----- Estratto

Quanto alla truppa, era costituita da giovani chiamati alle armi con una preparazione all’impiego operativo piuttosto superficiale, per forza di cose dato il breve tempo a disposizione per affrontare attività comunque complesse.

Ma un problema ulteriore era rappresentato dalla percezione dell’importanza dello strumento militare da parte dell’opinione pubblica, condizionata a ritenerlo marginale, se non a supporto di altre istituzioni per affrontare situazioni critiche per lo più “interne”. Questo stato delle cose ha portato ad una continua diminuzione delle risorse per una realtà che si riteneva sostanzialmente poco utile, riducendo sempre più le possibilità di addestramento per il quale venivano negati fondi, poligoni, aree addestrative in un vero e proprio crescendo rossiniano.

Arriviamo così all’inizio del millennio ad un punto di svolta: come in tutti i paesi occidentali si decide di trasformare l’Esercito[1] in senso professionale per far fronte ad una nuova missione: l’esportazione della democrazia all’estero e non semplicemente la difesa della soglia di casa. Da Esercito di coscritti, insomma, ad Esercito di professionisti, nel malinteso che la qualità possa sostituirsi alla quantità per un impiego nel quale tra i principi dell’”Arte della Guerra” che si insegnano in tutto il mondo la Massa continua ad avere un ruolo primario. Venne così stabilito, al termine di un processo di ridimensionamento durato anni, che le FA italiane dovessero arrivare ad assommare 150 mila uomini di cui solo 90 mila per l’Esercito, la Forza Armata di riferimento. Quest’ultima, inoltre, veniva privata dell’Arma dei Carabinieri in ossequio al principio bufala della priorità dell’impiego di Polizia rispetto a quello militare puro, mentre l’Arma veniva portata, da sola, ad oltre 120 mila uomini che, in aggiunta ad altrettanti della Polizia di Stato e circa 60 mila della Finanza, e senza contare altre polizie minori e locali, assicurano all’Italia una componente di Ordine Pubblico estremamente importante. Il mito della corruzione italiana e della nostra criminalità congenita che non ci dovrebbe lasciare il tempo di curare i nostri interessi all’estero (con le Forze Armate, quindi) è così servito.

----------
----- Dati dell'esercizio

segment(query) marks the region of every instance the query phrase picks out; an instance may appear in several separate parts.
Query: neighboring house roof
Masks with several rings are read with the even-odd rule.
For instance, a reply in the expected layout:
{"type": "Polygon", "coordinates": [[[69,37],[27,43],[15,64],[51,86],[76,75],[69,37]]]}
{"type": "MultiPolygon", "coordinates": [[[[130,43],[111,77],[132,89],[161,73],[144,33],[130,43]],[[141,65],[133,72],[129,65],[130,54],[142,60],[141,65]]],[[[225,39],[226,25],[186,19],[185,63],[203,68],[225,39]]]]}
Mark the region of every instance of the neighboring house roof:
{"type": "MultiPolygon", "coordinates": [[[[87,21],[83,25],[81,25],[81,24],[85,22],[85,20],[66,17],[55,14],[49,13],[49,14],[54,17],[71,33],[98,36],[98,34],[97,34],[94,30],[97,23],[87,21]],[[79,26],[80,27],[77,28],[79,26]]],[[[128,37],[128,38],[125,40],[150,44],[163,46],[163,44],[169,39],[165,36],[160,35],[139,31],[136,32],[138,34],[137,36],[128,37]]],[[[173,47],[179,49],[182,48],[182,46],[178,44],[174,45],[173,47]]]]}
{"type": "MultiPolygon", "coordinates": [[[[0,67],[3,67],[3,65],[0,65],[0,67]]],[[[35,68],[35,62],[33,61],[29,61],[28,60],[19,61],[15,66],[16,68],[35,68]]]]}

----------

Istruzioni =>
1) Impagina come tabella Markdown le righe dell'elenco, dalla prima fino a quella che contiene "Mark the region", entrambe comprese, escludendo le righe vuote. Usa le colonne "Numero", per il numero progressivo, e "Riga dell'elenco", per il testo della riga.
2) Riprendi il brano sull'Esercito italiano e proseguilo dal punto in cui si ferma.

Risposte ai compiti =>
1)
| Numero | Riga dell'elenco |
|---|---|
| 1 | segment(query) marks the region of every instance the query phrase picks out; an instance may appear in several separate parts. |
| 2 | Query: neighboring house roof |
| 3 | Masks with several rings are read with the even-odd rule. |
| 4 | For instance, a reply in the expected layout: |
| 5 | {"type": "Polygon", "coordinates": [[[69,37],[27,43],[15,64],[51,86],[76,75],[69,37]]]} |
| 6 | {"type": "MultiPolygon", "coordinates": [[[[130,43],[111,77],[132,89],[161,73],[144,33],[130,43]],[[141,65],[133,72],[129,65],[130,54],[142,60],[141,65]]],[[[225,39],[226,25],[186,19],[185,63],[203,68],[225,39]]]]} |
| 7 | Mark the region of every instance of the neighboring house roof: |

2)
Con tale provvedimento, insomma, si buttò il bambino con l’acqua sporca, arruolando infatti per un impiego che richiede energia ed una certa dose di spregiudicatezza giovanile, personale destinato ad “invecchiare” col fucile in mano. Personale che, contemporaneamente e conseguentemente, era destinato ad un progressivo imborghesimento dovuto all’età che avanza, alle esigenze della famiglia che si costituisce e ai problemi connessi con un menage casalingo che non può adattarsi più di tanto ad un’attività che presuppone trasferimenti, lunghi periodi di impiego lontano dai propri cari, ecc. Le conseguenze di questa situazione assurda le vediamo oggi con la pretesa di sindacalizzare le Forze Armate, con un provvedimento ideologico di portata epocale che tende a snaturarle. Forse non inconsapevolmente.

Insomma, quanto sopraindicato vuole semplicemente evidenziare quale è stato il sostrato sul quale si sono innestati successivamente molti dei provvedimenti che ci portano alla situazione attuale, alla quale si deve certamente porre rimedio, nella consapevolezza che non c’è Sovranità che tenga senza uno strumento militare che la rappresenti e la difenda.

Ma si tratta di un problema molto serio e complesso, che richiederebbe interventi a giro d’orizzonte impossibili da trattare prescindendo da analisi tecniche che devono essere affrontate dagli addetti ai lavori. In linea di principio, invece, quello che credo sia possibile a livello concettuale è individuare i macro-problemi da risolvere, avendo però chiaro che non sono di facile soluzione anche per l’impatto sociale che potrebbero avere.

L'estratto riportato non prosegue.